------ Source material

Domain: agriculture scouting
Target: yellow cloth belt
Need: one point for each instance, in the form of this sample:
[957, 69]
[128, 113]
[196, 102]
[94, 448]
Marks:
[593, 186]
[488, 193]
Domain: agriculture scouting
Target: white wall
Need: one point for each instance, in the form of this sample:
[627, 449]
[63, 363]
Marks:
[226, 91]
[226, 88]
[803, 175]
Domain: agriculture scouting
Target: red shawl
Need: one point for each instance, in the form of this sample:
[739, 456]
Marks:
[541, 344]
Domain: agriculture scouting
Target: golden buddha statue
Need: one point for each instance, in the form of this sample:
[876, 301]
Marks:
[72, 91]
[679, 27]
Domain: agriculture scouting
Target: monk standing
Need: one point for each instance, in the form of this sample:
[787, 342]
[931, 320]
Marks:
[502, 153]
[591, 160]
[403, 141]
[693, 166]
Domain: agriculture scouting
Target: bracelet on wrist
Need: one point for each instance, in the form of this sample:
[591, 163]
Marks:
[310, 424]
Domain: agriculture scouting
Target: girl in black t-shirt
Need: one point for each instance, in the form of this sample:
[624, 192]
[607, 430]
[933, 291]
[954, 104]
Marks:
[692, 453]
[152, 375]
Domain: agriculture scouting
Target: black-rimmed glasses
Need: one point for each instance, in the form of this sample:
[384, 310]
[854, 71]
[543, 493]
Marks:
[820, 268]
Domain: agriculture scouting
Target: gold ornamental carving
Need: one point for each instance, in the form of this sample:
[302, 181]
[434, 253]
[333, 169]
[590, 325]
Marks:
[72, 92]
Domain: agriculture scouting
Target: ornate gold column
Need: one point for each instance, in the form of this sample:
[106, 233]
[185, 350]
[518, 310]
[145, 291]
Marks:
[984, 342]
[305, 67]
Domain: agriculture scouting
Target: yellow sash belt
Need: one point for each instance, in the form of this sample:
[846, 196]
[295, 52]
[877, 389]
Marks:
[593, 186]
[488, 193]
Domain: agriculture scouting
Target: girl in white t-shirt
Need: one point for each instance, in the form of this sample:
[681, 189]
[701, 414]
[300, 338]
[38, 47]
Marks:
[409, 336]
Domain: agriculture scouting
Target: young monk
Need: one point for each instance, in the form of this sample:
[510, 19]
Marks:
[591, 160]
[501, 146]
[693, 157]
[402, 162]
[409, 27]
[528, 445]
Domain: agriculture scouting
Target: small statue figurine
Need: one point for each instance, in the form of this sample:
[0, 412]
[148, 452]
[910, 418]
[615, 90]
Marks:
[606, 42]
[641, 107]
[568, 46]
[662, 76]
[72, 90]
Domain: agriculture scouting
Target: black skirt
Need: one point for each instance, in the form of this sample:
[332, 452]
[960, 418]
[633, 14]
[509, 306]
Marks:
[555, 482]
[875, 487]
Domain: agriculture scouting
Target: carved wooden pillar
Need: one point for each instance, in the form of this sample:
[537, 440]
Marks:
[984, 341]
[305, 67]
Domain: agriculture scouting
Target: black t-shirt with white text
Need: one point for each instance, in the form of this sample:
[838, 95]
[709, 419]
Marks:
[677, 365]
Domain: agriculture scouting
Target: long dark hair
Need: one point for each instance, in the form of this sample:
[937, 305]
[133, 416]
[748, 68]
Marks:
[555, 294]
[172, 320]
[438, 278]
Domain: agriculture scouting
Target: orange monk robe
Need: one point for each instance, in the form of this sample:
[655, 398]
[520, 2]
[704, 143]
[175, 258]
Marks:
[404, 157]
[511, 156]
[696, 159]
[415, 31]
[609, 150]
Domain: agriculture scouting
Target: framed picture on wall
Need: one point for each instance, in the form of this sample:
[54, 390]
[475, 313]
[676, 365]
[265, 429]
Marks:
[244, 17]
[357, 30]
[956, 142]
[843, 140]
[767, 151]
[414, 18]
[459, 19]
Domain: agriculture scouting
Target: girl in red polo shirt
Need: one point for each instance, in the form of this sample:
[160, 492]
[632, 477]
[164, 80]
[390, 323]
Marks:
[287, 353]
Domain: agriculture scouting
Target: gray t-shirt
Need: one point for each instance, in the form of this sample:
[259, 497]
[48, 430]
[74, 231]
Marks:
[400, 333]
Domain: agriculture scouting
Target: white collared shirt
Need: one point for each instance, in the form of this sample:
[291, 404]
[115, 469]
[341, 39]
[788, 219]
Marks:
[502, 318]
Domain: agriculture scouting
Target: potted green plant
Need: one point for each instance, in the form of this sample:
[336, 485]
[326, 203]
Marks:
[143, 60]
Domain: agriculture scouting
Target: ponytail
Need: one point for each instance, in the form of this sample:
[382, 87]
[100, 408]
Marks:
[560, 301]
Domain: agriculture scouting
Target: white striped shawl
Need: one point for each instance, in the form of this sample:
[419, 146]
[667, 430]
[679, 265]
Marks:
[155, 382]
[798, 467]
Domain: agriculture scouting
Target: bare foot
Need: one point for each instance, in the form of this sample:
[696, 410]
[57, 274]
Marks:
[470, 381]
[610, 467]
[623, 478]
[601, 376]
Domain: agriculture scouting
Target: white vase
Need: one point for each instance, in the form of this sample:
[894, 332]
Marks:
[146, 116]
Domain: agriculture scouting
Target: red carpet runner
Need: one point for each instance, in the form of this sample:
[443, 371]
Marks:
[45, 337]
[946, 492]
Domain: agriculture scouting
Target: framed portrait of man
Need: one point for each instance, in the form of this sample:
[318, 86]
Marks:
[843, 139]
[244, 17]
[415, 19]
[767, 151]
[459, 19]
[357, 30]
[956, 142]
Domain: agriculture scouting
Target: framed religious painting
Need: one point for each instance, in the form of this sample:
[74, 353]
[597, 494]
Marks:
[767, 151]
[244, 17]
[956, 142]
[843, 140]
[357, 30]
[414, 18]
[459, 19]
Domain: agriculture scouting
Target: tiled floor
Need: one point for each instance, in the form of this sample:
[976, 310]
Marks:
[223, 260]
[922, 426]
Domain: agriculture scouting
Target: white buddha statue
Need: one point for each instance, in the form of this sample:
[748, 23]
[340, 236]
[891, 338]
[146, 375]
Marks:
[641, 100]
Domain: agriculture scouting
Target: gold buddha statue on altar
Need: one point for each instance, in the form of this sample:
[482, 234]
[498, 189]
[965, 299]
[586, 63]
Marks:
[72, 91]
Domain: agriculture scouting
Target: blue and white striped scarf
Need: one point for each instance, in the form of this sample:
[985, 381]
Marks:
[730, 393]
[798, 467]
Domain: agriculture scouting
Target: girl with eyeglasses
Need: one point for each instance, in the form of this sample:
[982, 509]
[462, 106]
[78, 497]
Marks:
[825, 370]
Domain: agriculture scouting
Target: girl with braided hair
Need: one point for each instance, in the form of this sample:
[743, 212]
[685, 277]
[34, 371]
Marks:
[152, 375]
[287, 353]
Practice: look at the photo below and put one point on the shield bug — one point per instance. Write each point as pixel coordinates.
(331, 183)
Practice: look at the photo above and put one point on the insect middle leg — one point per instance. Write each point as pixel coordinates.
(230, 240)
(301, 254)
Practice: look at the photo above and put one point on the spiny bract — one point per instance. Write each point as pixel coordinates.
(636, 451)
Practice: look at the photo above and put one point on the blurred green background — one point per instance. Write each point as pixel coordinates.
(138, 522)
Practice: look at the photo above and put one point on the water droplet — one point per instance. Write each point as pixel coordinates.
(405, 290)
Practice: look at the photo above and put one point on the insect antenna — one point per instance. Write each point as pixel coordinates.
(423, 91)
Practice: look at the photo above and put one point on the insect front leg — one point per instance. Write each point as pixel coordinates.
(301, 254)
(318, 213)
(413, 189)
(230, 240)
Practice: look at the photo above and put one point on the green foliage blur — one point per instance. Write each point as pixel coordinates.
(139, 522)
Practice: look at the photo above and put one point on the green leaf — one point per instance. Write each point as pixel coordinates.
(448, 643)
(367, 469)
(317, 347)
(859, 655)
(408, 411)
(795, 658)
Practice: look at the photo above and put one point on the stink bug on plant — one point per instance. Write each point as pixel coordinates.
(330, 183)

------------

- _Goal of the exercise_
Return all lines in the data that include the word "black".

- _Response box_
Target: girl in black t-shirt
Target: black-rimmed glasses
Target: black skirt
Target: black t-shirt with white text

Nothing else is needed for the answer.